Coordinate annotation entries
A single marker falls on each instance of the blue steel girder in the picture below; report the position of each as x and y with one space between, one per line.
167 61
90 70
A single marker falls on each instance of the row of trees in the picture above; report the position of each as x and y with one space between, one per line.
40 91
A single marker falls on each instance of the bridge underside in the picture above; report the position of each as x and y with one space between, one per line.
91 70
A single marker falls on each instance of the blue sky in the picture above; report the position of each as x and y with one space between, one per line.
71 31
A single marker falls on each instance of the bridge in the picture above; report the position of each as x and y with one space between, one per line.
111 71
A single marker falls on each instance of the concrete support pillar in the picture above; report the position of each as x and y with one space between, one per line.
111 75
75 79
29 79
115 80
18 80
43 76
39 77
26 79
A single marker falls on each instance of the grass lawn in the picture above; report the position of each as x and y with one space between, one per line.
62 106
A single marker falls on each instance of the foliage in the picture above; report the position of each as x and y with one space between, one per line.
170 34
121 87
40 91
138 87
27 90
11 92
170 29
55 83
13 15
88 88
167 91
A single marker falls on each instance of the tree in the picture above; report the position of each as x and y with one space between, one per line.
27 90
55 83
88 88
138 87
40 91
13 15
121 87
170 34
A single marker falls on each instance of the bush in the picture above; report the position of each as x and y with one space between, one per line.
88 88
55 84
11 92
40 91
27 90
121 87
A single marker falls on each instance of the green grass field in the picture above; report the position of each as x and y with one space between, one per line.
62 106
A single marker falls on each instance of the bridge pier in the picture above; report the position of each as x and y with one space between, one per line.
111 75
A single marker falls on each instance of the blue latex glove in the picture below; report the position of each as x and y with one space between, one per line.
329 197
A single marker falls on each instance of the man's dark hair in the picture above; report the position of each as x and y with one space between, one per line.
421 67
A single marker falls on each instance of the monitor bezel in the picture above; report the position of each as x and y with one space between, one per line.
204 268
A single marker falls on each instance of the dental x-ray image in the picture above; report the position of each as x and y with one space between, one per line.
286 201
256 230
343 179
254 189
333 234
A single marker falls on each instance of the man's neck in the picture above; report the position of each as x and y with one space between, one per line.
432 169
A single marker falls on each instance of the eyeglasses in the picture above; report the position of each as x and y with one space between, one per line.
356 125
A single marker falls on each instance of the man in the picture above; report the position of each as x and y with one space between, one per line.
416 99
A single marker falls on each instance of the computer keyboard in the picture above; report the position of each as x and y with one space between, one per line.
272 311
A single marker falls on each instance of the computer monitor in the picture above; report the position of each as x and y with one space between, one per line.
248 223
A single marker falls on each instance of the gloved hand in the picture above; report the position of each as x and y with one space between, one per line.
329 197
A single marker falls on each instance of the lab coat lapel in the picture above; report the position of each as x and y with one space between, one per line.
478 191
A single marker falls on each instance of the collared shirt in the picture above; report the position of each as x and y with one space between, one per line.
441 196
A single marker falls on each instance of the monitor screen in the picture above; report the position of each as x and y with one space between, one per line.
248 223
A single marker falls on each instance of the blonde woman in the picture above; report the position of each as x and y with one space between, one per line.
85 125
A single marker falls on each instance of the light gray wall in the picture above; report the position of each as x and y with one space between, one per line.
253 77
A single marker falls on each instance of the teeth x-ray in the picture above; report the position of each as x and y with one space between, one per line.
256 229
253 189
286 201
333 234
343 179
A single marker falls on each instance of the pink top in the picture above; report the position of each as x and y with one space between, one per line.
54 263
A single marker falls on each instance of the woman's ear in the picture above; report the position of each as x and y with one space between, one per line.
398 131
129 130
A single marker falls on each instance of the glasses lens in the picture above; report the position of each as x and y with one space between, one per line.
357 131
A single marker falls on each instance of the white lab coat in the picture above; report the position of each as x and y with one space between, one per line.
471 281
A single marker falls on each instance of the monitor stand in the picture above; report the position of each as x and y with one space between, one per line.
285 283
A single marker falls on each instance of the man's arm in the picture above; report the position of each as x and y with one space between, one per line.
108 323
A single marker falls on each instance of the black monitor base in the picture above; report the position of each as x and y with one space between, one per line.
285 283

What the task asks: Print from the line containing "A single marker falls on each instance of the monitor stand" to the last line above, exactly as written.

Response to the exercise:
A single marker falls on each instance of the monitor stand in the picture above; report the position of each as x and y with one space between, one per line.
285 283
A single marker falls on each instance of the man's arm in the picture above; report the position of each as x and y with one space between, one per line.
108 323
A single marker falls on each instance of the black monitor base in the picture above; report the position of each as x and y with one space between, one per line.
285 283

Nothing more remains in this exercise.